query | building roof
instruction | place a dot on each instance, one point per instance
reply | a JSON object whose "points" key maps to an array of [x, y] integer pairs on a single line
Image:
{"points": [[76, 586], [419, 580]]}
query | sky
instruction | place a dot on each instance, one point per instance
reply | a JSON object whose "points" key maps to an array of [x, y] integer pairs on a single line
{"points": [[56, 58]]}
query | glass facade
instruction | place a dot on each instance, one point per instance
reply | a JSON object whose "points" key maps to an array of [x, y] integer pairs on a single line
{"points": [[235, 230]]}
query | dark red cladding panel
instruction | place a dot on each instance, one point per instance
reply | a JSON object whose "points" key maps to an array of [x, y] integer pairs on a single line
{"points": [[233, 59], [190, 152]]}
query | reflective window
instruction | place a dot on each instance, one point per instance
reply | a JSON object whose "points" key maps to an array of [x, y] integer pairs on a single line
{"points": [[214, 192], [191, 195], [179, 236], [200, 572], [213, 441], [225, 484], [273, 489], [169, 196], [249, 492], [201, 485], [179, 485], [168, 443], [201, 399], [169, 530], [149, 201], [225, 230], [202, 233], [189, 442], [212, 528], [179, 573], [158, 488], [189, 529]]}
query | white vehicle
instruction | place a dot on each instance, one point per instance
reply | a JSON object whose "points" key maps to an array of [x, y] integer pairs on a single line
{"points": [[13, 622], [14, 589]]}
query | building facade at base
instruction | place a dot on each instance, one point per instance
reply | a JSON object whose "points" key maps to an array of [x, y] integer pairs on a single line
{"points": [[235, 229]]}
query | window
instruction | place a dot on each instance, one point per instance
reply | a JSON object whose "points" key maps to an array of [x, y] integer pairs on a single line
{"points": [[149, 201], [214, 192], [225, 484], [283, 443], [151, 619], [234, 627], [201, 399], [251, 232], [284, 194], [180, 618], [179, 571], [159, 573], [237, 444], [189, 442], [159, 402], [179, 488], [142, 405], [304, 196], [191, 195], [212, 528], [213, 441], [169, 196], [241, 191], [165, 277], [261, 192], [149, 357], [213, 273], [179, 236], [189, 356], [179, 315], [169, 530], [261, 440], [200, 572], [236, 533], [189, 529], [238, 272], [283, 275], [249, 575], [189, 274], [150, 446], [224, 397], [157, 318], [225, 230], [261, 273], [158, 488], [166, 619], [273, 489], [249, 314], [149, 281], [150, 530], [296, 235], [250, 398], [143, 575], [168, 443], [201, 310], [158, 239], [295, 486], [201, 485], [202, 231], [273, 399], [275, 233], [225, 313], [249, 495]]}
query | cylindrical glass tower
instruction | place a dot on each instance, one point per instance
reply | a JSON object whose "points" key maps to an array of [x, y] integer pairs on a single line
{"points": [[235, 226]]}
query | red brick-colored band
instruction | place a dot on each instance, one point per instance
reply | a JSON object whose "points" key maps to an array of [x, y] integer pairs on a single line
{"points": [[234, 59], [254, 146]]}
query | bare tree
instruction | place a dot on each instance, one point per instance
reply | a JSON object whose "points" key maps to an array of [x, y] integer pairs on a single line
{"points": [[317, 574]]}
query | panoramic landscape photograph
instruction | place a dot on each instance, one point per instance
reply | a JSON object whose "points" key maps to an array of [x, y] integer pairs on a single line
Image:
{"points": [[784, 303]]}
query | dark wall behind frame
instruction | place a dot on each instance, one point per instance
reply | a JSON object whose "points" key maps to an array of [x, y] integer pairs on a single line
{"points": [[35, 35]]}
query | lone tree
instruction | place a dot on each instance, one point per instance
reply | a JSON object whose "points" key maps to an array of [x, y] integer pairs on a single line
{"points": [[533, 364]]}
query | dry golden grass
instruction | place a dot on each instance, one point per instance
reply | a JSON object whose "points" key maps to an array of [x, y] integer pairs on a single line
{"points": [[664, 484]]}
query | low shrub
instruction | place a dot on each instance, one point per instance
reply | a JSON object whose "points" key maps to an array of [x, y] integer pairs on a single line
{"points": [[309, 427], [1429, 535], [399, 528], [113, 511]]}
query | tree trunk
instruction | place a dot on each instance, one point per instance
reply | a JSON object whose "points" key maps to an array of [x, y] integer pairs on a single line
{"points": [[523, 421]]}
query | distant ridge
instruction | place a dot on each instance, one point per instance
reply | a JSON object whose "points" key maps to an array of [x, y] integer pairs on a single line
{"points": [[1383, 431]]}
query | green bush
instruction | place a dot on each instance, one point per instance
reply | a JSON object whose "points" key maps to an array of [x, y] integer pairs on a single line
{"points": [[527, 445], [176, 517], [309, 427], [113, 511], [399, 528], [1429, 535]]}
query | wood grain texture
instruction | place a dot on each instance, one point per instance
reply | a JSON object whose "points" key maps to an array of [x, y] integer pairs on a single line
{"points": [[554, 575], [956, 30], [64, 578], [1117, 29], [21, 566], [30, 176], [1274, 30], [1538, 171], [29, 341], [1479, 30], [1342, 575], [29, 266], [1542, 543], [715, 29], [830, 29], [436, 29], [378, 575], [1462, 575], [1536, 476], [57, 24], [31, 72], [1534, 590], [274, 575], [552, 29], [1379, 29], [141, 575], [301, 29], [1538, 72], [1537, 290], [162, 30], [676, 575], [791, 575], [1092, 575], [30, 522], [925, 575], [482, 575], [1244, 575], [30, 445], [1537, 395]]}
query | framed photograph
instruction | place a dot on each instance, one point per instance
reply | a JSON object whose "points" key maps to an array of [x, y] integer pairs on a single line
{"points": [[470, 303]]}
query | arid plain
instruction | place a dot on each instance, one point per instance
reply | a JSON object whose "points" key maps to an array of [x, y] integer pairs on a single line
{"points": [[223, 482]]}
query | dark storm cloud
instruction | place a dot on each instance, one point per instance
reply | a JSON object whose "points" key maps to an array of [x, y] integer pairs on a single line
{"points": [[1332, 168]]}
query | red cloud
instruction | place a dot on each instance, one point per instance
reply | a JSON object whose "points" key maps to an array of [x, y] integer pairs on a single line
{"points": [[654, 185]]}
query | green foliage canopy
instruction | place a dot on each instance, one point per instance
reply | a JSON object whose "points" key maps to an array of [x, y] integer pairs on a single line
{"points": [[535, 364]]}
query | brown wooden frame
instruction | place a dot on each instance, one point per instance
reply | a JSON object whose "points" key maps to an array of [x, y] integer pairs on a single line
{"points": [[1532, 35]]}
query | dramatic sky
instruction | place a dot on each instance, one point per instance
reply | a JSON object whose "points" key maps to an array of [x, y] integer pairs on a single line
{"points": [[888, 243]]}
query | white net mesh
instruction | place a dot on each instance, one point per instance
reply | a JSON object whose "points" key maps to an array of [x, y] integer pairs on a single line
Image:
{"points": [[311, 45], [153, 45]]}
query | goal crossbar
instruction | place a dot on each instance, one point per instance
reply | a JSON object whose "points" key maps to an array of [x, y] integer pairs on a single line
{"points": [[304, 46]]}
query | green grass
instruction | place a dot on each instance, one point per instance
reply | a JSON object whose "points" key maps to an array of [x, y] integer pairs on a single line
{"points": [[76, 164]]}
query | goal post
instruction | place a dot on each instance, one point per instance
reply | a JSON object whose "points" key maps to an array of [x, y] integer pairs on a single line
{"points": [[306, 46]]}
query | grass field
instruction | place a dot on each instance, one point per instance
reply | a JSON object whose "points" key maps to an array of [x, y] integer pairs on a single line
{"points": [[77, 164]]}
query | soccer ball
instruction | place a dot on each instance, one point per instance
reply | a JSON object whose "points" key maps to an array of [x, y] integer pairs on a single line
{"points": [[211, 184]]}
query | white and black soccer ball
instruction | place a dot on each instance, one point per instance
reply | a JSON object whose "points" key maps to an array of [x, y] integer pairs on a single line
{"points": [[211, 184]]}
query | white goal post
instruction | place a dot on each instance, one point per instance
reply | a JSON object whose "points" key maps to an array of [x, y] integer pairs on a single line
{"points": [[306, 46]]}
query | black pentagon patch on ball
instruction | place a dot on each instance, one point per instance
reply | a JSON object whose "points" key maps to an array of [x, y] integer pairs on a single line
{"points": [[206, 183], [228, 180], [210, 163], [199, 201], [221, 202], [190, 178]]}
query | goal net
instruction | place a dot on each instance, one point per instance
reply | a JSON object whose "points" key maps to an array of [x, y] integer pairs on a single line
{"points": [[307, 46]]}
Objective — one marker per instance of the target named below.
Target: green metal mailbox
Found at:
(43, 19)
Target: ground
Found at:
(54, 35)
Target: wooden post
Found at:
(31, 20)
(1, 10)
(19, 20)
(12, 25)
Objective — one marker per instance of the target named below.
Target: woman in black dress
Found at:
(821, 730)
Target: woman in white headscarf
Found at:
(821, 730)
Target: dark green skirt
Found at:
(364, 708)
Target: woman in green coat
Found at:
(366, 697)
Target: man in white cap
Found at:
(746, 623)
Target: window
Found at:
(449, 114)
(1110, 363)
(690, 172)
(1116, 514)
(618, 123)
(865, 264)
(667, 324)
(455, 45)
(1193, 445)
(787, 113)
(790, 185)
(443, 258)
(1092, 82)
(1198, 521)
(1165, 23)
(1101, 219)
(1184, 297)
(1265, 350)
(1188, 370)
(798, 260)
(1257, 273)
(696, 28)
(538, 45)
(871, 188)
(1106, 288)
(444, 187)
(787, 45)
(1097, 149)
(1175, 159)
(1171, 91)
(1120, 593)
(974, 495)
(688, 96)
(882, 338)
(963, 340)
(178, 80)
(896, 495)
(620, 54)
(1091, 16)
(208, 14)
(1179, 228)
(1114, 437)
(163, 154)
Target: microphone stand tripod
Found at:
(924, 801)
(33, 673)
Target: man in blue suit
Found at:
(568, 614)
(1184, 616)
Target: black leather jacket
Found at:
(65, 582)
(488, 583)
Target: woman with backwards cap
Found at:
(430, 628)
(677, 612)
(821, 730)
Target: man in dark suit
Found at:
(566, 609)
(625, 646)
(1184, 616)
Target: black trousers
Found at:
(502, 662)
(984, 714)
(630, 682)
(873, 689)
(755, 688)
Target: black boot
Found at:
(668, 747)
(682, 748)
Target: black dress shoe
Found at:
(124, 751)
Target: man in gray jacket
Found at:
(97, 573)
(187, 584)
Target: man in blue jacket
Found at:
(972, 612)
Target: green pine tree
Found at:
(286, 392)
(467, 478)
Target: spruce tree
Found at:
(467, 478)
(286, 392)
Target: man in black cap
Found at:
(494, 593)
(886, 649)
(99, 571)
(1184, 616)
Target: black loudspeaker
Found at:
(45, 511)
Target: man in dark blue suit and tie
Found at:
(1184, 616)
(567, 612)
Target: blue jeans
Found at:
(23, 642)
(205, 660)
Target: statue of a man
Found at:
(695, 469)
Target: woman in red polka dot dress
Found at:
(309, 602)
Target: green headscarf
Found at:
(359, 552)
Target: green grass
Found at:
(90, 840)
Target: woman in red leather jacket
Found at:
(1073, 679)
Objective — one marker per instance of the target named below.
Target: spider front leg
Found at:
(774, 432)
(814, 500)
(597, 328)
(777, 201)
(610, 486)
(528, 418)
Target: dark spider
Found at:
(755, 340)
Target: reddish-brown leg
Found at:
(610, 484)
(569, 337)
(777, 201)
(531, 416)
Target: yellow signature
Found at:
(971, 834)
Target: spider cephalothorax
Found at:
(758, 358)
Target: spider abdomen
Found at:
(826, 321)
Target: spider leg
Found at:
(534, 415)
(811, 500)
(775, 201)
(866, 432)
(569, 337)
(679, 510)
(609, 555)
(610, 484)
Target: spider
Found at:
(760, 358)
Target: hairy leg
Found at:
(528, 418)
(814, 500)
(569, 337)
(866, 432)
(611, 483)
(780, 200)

INSTRUCTIONS TO FOLLOW: In the listing above, find the line containing "Target: microphone stand tripod" and please quote exactly that line through the last one, and no other lines.

SOLUTION TO THE PROBLEM:
Target: microphone stand tripod
Found at:
(924, 801)
(33, 673)
Target: man in blue suit
Found at:
(568, 614)
(1184, 616)
Target: black leather jacket
Found at:
(65, 582)
(488, 583)
Target: woman with backwards cap
Found at:
(430, 628)
(677, 612)
(821, 730)
Target: man in dark suit
Found at:
(566, 609)
(625, 646)
(1184, 616)
Target: black trousers
Found at:
(502, 662)
(984, 714)
(630, 682)
(873, 689)
(755, 688)
Target: black boot
Found at:
(668, 747)
(682, 748)
Target: black dress shoe
Found at:
(124, 751)
Target: man in gray jacket
Found at:
(97, 573)
(187, 584)
Target: man in blue jacket
Found at:
(972, 612)
Target: green pine tree
Found at:
(286, 392)
(467, 478)
Target: spruce tree
Found at:
(467, 478)
(286, 392)
Target: man in black cap
Found at:
(494, 593)
(886, 649)
(99, 571)
(1184, 616)
Target: black loudspeaker
Found at:
(45, 511)
Target: man in dark blue suit and tie
Found at:
(1184, 616)
(567, 612)
Target: blue jeans
Found at:
(23, 642)
(205, 660)
Target: statue of a man
Found at:
(695, 469)
Target: woman in red polka dot dress
Found at:
(309, 602)
Target: green headscarf
Found at:
(359, 552)
Target: green grass
Found at:
(90, 840)
Target: woman in red leather jacket
Found at:
(1073, 679)
Objective — one marker per instance of the target named below.
Target: spider front leg
Found at:
(774, 432)
(814, 500)
(597, 328)
(777, 201)
(610, 486)
(528, 418)
Target: dark spider
Found at:
(755, 340)
Target: reddish-brown leg
Found at:
(610, 484)
(569, 337)
(777, 201)
(531, 416)
Target: yellow signature
Found at:
(971, 834)
Target: spider cephalothorax
Found at:
(758, 358)
Target: spider abdomen
Found at:
(826, 321)
Target: spider leg
Found at:
(534, 415)
(811, 500)
(775, 201)
(866, 432)
(569, 337)
(679, 510)
(609, 555)
(610, 484)
Target: spider
Found at:
(760, 358)
Target: hairy leg
Found at:
(528, 418)
(814, 500)
(569, 337)
(866, 432)
(611, 483)
(780, 200)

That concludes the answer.